Extrait choisi —
★ ★ ★ ★
Le regard d’un romancier sur ses pairs...


Une Pléiade pour entrer dans l’atelier d’Aragon
Portrait de Louis Aragon (1897-1982) vers 1950 © Wikipedia Commons

Avec un nouveau volume de la Pléiade consacré à ses essais littéraires, Gallimard met en lumière une autre facette de Louis Aragon: celle d’un critique inspiré, passionné de style et de lecture, dont l’œuvre réflexive se mêle intimement à sa création romanesque.


La collection de la Pléiade chez Gallimard avait déjà offert au lecteur de beaux volumes, bien épais, consacrés à Louis Aragon, le poète et le romancier. J’en avais apprécié le tome V, consacré aux derniers romans, et où figurait par exemple Théâtre/Roman (1974), l’un des plus beaux livres de l’écrivain, selon moi.
★ ★ ★ ★
Enregistrements fournis —
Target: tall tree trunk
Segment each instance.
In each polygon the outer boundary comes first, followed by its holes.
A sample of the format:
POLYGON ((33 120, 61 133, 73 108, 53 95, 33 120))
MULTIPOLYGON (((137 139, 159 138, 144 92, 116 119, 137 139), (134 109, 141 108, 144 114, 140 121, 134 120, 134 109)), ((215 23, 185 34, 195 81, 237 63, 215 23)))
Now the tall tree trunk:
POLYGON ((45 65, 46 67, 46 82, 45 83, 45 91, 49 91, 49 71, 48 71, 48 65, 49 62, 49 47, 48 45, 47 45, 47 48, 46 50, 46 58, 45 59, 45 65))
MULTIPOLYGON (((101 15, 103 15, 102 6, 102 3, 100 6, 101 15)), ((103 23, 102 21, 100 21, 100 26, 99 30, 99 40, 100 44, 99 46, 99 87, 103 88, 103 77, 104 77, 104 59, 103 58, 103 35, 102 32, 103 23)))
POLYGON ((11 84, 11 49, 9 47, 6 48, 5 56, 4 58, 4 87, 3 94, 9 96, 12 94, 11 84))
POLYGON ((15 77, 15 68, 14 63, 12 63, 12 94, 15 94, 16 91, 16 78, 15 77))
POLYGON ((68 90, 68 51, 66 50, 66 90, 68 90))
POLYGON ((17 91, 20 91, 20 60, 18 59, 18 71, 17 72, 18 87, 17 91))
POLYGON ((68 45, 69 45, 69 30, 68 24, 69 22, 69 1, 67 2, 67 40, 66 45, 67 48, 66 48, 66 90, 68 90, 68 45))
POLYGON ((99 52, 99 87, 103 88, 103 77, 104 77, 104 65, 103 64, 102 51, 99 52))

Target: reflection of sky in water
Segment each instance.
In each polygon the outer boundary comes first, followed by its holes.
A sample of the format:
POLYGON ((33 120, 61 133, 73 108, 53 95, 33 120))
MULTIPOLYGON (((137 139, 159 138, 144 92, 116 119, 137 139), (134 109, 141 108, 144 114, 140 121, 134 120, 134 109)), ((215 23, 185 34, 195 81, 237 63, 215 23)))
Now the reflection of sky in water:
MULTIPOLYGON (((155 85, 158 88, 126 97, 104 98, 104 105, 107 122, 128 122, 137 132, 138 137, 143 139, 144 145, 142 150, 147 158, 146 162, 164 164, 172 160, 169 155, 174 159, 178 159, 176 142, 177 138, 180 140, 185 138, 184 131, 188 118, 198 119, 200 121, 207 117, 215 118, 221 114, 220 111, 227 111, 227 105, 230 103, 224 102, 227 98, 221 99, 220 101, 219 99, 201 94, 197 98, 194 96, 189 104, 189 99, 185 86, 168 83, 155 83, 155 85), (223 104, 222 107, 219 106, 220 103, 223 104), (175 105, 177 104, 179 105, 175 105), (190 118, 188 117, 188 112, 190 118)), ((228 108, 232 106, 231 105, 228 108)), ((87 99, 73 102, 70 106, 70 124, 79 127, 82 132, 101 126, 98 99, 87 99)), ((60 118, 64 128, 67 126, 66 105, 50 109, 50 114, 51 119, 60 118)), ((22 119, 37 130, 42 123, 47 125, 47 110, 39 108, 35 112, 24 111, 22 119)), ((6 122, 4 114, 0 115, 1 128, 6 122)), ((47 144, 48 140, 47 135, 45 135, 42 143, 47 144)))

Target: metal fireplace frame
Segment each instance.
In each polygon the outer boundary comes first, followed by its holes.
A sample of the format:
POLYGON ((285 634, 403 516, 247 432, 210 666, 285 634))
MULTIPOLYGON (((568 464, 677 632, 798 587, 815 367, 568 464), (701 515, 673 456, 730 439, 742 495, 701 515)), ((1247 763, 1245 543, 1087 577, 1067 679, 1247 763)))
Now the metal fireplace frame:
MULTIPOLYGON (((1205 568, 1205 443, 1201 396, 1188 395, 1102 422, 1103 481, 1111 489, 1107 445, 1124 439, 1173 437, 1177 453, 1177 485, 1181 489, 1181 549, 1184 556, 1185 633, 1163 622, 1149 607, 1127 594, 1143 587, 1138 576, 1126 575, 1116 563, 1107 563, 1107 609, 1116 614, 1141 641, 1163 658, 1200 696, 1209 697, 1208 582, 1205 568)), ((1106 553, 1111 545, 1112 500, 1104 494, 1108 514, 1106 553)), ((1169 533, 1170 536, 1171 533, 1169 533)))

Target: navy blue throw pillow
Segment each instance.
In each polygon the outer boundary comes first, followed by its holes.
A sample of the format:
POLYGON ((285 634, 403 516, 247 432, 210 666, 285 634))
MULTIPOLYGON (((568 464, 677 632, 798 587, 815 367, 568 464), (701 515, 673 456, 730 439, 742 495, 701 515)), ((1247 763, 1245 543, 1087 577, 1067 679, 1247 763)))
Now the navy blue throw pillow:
★ ★ ★ ★
Consignes de travail —
1) D'après l'extrait sur la Pléiade d'Aragon, quel livre de 1974 figurait dans le tome V ?
2) Poursuivez l'extrait sur la Pléiade d'Aragon après sa dernière phrase, s'il vous plaît.
Les enregistrements ne servent pas ici.

Réponses dans l'ordre —
1) Théâtre/Roman.

2)
Car Aragon le surdoué a traversé les avant-gardes et la modernité avec la plus grande aisance, et n’a jamais bifurqué de son projet littéraire d’origine sur le fil du rasoir, depuis l’aventure surréaliste avec André Breton. Le nouveau tome de la Pléiade, qui paraît cette année, est consacré aux « essais littéraires », et rassemble un choix hétéroclite d’ouvrages et de textes : précisément, douze livres, parmi lesquels maints chefs-d’œuvre, et vingt-deux articles ou préfaces. C’est l’essentiel du travail critique d’Aragon de 1922 à 1977, qui est ainsi mis à notre disposition.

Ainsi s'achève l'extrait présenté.